-- begin --
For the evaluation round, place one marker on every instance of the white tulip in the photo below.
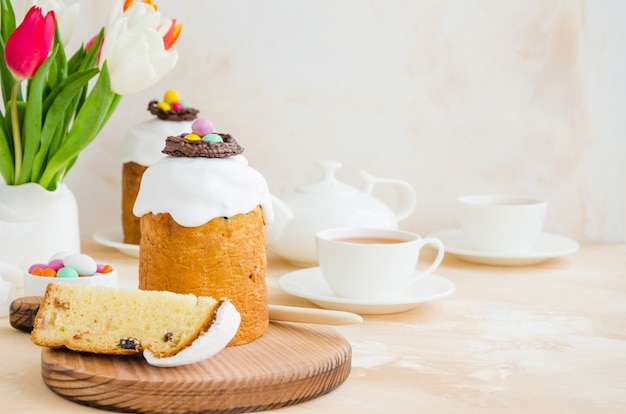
(133, 47)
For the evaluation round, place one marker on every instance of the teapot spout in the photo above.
(407, 198)
(282, 216)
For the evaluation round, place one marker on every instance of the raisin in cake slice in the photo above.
(170, 329)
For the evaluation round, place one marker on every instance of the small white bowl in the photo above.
(36, 285)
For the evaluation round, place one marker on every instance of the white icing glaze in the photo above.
(143, 143)
(220, 333)
(196, 190)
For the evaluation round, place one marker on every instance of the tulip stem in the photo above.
(15, 123)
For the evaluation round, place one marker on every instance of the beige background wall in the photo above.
(454, 96)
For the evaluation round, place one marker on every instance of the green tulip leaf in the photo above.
(58, 117)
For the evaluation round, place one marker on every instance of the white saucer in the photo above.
(114, 238)
(310, 284)
(547, 247)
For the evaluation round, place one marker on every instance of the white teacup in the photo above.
(501, 224)
(372, 264)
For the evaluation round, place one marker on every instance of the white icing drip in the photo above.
(143, 143)
(196, 190)
(220, 333)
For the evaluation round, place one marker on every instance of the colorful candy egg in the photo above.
(164, 106)
(171, 96)
(212, 138)
(202, 127)
(193, 137)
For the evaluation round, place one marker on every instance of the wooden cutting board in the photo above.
(291, 363)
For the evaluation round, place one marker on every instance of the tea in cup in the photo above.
(501, 224)
(372, 264)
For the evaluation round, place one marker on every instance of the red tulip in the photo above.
(29, 45)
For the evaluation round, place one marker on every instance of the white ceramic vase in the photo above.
(36, 223)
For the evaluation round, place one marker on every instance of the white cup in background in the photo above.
(501, 224)
(372, 264)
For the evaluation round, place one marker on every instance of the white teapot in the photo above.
(330, 203)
-- end --
* _BRIEF_
All of the entries above should be copied exactly, except for the pictures.

* _WRITTEN REPLY_
For the evaluation round, place one marker on every instance of the white tulip in the photo below.
(133, 47)
For the evaluation round, place one marker on every instance of the teapot spout in the photo above.
(407, 198)
(282, 216)
For the evaluation round, place one marker on every instance of the raisin in cake slice in the photo above.
(170, 329)
For the evaluation round, place one marker on every instance of the small white bowl in the photo above.
(36, 285)
For the evaluation round, place one marker on every instance of the white icing glaze in the photo above.
(143, 143)
(220, 333)
(196, 190)
For the evaluation round, place one marker on every instance of the tulip stem in the photo above.
(15, 123)
For the evaluation round, place one marker on every instance of the beige background wall in the photo above.
(454, 96)
For the evaluation round, place one marker on every instance of the green tulip leaf in the photo above.
(58, 117)
For the evaluation round, place one marker on every instance of the white saucer in the photo above.
(114, 238)
(310, 284)
(547, 247)
For the evaluation round, place one marker on every instance of the white teacup in the photo above.
(501, 224)
(372, 264)
For the evaluation round, place one marker on every instance of the white icing drip in the photo above.
(143, 143)
(196, 190)
(220, 333)
For the evaluation round, place one marker on every instance of the colorful candy egg in the photo above.
(164, 106)
(171, 96)
(212, 138)
(202, 127)
(193, 137)
For the evaluation round, place one marker on every instance of the wooden cutting board in the photo above.
(291, 363)
For the evaluation round, place one marker on every instance of the tea in cup in the photo above.
(501, 224)
(372, 264)
For the evaluation round, place one marker on every instance of the red tulip in the photo above.
(29, 45)
For the evaluation round, place one marker on every instance of the white ceramic vase in the photo above.
(36, 223)
For the evaluation round, place one marker on every instance of the white cup in background in the photo above.
(501, 224)
(372, 264)
For the evaluation round, place one marker on every instance of the white teapot in the photo above.
(330, 203)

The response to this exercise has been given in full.